- **Brief**: Set out as a numbered list every line of the entries from the line containing "Target phrase = wooden pestle" up to and including the last line of the entries, leaving out any blank lines.

--- START ---

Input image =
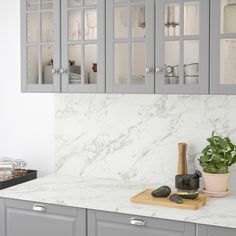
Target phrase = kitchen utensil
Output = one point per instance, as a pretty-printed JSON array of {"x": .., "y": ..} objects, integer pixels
[
  {"x": 188, "y": 182},
  {"x": 6, "y": 168},
  {"x": 173, "y": 80},
  {"x": 182, "y": 163},
  {"x": 191, "y": 69},
  {"x": 191, "y": 80},
  {"x": 168, "y": 70},
  {"x": 19, "y": 167},
  {"x": 145, "y": 197}
]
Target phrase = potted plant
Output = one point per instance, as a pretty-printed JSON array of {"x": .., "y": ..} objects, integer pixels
[{"x": 215, "y": 160}]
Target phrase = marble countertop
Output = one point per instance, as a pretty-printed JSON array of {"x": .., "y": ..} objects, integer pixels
[{"x": 114, "y": 196}]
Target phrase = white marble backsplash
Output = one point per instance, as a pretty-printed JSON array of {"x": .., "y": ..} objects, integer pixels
[{"x": 135, "y": 137}]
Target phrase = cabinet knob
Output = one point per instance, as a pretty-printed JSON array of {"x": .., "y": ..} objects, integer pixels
[
  {"x": 55, "y": 71},
  {"x": 137, "y": 222},
  {"x": 159, "y": 69},
  {"x": 63, "y": 71},
  {"x": 149, "y": 70},
  {"x": 38, "y": 207}
]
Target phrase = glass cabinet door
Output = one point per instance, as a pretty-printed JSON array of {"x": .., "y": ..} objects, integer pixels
[
  {"x": 83, "y": 46},
  {"x": 40, "y": 46},
  {"x": 182, "y": 45},
  {"x": 223, "y": 47},
  {"x": 130, "y": 46}
]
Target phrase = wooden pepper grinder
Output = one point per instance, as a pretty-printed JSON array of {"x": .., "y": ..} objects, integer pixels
[{"x": 182, "y": 163}]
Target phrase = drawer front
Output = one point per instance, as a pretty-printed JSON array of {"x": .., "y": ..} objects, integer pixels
[
  {"x": 106, "y": 224},
  {"x": 35, "y": 219},
  {"x": 204, "y": 230}
]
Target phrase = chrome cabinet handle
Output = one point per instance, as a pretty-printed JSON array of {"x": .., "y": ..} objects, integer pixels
[
  {"x": 137, "y": 222},
  {"x": 39, "y": 208},
  {"x": 159, "y": 69},
  {"x": 63, "y": 71},
  {"x": 149, "y": 69},
  {"x": 55, "y": 71}
]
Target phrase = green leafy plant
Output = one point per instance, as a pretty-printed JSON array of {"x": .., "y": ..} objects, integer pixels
[{"x": 218, "y": 155}]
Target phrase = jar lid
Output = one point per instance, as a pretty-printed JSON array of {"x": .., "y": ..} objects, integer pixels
[
  {"x": 5, "y": 161},
  {"x": 19, "y": 164}
]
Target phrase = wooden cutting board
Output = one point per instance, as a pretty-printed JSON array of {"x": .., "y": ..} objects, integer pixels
[{"x": 145, "y": 197}]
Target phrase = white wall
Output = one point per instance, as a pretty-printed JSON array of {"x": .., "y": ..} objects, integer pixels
[
  {"x": 26, "y": 120},
  {"x": 135, "y": 137}
]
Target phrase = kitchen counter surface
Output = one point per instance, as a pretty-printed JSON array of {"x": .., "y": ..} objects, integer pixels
[{"x": 114, "y": 196}]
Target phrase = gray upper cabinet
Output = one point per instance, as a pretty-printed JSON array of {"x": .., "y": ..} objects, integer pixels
[
  {"x": 40, "y": 40},
  {"x": 204, "y": 230},
  {"x": 63, "y": 45},
  {"x": 223, "y": 47},
  {"x": 83, "y": 46},
  {"x": 182, "y": 46},
  {"x": 27, "y": 219},
  {"x": 130, "y": 46},
  {"x": 107, "y": 224}
]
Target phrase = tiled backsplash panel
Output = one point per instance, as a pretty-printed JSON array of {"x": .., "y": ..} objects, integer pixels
[{"x": 134, "y": 137}]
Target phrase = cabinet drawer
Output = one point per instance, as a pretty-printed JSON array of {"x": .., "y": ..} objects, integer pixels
[
  {"x": 28, "y": 218},
  {"x": 105, "y": 224}
]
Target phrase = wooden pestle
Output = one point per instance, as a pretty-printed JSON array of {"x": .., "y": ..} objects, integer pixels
[{"x": 182, "y": 163}]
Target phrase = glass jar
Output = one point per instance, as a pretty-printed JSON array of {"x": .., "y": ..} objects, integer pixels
[
  {"x": 230, "y": 17},
  {"x": 19, "y": 167},
  {"x": 6, "y": 168}
]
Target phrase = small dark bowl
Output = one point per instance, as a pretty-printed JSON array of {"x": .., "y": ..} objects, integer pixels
[{"x": 188, "y": 182}]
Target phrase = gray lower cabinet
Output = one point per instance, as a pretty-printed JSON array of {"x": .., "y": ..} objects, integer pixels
[
  {"x": 63, "y": 46},
  {"x": 27, "y": 218},
  {"x": 107, "y": 224},
  {"x": 203, "y": 230}
]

--- END ---

- **Task output**:
1. Target phrase = wooden pestle
2. Output = one point per instance, as a pretty-printed JSON array of {"x": .., "y": ..} objects, integer pixels
3. [{"x": 182, "y": 163}]
4. Target phrase = glass jar
5. Output = one point per instance, as a pretty-printed JSON array of {"x": .., "y": ..} objects, integer pixels
6. [
7.   {"x": 230, "y": 17},
8.   {"x": 19, "y": 167},
9.   {"x": 6, "y": 168}
10. ]
11. Target phrase = small dark bowl
12. Output = one point per instance, as a pretty-printed JSON array of {"x": .., "y": ..} objects, integer pixels
13. [{"x": 188, "y": 182}]
14. Target phrase = gray lower cabinet
15. Output = one point per instance, as a pretty-printed JSON array of {"x": .., "y": ..} objects, integer pixels
16. [
17.   {"x": 63, "y": 46},
18.   {"x": 27, "y": 218},
19.   {"x": 107, "y": 224},
20.   {"x": 203, "y": 230}
21. ]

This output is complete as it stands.